**Description of the task**
Your output must consist solely of the lines from the one containing "Objective — for every instance of the stone temple, mark" through the end of the records, reproduced exactly.

**Records to process**
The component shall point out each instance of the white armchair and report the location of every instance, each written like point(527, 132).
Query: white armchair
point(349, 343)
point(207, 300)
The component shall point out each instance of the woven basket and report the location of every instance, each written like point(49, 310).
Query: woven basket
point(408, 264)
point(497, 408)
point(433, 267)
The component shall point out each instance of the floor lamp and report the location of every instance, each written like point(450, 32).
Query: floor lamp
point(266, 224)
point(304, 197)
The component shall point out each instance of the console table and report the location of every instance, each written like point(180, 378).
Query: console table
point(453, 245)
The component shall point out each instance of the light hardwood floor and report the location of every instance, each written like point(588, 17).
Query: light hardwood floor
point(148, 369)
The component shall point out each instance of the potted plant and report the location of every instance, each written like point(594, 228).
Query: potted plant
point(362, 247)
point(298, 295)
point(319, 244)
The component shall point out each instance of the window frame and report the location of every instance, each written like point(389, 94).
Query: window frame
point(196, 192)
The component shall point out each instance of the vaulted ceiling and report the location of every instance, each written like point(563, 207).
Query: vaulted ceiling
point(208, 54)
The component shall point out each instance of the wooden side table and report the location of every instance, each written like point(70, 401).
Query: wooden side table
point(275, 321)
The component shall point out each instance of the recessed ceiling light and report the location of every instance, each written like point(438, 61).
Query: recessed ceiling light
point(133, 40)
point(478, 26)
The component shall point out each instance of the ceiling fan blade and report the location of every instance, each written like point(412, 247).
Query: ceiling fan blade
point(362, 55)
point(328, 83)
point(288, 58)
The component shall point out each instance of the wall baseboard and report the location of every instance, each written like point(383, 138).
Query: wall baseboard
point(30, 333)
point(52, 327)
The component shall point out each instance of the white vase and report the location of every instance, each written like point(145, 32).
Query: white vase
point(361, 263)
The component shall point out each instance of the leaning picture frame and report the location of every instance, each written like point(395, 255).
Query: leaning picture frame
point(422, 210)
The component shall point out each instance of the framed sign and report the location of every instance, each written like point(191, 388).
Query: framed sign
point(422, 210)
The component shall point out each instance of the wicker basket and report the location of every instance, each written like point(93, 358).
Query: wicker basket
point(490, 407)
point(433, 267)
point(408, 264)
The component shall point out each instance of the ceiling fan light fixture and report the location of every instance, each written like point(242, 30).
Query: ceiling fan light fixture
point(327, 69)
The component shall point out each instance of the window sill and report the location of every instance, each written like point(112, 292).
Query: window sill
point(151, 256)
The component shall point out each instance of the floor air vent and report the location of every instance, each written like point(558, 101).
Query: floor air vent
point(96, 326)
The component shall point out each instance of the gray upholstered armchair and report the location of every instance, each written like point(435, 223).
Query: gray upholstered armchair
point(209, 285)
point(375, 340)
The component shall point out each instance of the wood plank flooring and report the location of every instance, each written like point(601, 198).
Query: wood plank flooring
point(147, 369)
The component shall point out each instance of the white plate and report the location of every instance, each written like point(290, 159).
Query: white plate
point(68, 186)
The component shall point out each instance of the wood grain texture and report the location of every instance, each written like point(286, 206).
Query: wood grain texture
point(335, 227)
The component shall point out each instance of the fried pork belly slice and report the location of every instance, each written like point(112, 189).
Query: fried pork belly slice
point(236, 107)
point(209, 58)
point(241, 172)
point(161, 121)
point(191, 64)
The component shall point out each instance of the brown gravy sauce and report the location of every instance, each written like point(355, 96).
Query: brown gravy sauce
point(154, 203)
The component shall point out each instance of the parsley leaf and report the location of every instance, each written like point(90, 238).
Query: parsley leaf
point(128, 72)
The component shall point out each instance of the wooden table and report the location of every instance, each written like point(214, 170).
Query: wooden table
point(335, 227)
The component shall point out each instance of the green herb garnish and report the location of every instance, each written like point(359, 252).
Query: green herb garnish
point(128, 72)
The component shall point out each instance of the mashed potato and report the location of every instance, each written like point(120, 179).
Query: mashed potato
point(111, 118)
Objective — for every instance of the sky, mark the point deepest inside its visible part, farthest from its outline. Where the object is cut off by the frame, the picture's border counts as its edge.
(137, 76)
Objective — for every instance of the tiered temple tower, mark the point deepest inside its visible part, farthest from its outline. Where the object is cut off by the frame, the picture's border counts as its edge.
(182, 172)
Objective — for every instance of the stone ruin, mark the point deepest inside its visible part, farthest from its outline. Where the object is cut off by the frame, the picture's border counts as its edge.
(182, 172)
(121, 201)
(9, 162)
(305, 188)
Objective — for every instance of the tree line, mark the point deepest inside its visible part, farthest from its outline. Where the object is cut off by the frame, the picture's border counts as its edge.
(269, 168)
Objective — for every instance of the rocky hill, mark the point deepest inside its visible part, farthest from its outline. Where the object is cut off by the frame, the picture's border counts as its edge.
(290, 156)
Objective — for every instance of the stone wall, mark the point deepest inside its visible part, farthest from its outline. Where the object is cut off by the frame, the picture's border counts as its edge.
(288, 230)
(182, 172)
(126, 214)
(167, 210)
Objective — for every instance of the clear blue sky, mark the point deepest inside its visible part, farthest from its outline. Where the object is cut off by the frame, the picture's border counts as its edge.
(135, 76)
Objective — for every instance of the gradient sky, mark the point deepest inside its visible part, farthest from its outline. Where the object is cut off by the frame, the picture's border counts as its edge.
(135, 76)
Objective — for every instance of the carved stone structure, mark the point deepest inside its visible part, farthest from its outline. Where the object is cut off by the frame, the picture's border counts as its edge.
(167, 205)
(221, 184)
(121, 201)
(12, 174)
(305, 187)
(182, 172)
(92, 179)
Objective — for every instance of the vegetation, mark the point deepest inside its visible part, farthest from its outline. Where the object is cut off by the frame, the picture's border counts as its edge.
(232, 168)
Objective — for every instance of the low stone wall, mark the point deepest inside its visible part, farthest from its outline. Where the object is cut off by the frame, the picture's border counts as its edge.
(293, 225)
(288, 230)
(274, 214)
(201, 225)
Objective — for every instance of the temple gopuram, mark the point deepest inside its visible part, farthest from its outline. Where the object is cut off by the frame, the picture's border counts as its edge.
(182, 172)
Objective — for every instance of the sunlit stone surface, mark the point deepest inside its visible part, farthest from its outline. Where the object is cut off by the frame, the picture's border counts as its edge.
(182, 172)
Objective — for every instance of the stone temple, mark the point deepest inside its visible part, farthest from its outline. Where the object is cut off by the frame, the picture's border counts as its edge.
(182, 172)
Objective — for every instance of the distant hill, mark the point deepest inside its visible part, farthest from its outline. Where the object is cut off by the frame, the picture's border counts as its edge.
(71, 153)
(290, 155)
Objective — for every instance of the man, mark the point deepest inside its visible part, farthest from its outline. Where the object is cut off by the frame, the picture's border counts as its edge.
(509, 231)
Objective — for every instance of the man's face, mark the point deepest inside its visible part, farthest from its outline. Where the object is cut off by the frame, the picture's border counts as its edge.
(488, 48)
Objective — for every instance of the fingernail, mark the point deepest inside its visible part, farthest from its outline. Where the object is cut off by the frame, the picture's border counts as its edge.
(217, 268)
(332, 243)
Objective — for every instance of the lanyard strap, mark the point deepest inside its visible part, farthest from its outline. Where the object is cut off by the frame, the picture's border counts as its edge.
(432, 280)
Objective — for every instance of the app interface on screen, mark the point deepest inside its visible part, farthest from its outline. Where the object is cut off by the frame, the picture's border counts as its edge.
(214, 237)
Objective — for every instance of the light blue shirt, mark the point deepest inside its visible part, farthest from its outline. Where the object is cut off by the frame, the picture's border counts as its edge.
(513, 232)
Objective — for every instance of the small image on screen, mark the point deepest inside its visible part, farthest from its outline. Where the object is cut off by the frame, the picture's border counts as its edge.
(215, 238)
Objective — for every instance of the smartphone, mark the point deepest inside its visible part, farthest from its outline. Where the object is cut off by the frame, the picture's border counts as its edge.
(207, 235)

**Solution below**
Objective — for every instance of the stone temple, mark the point deepest inside its visible part, farthest from its outline. Where the object is cut off by the frame, the picture's border counts as its edge.
(182, 172)
Objective — for every instance of the distant hill, mark the point deepest inside its visible part, farthest from its outline. Where the object is cut off by the frame, the picture's border counts as its edge.
(71, 153)
(290, 155)
Objective — for every instance of the man, mark the point deepest inside its visible part, farthest from its outline. Where the object is cut off by the frame, the picture's border counts as its edge.
(509, 231)
Objective — for every instance of the man's face, mark the point deepest inside its visible part, farthest from its outline. Where the object is cut off by the frame, the picture's border counts as its edge.
(488, 48)
Objective — for every instance of the fingernail, mark the point deepest inside its visible part, farthest from its outline. Where the object is cut off by the frame, the picture's border counts as its edge.
(217, 268)
(332, 243)
Objective — for every instance of the lanyard strap, mark the point deepest inside its visible part, farthest from its outline. Where the object is cut off by the frame, the picture's border counts as its edge.
(432, 280)
Objective — for every instance of the app interface on screen, mark the point deepest inside its visible part, farthest from its outline. Where the object is cut off by the frame, the picture's border counts as its edge.
(214, 237)
Objective — for every instance of the light blue shirt, mark the point deepest inside its visible part, farthest from its outline. Where the object is cut off by the frame, the picture's border counts as its edge.
(513, 232)
Objective — for every instance of the small image on screen, mark the point deepest inside its visible part, farthest from its outline. Where the object is cut off by the frame, the picture's border counts as its edge.
(215, 238)
Objective — for every instance of the smartphone, mark the point deepest inside its visible part, farthest from its outline. Where the object is cut off by the frame, the picture's border counts as its edge.
(207, 235)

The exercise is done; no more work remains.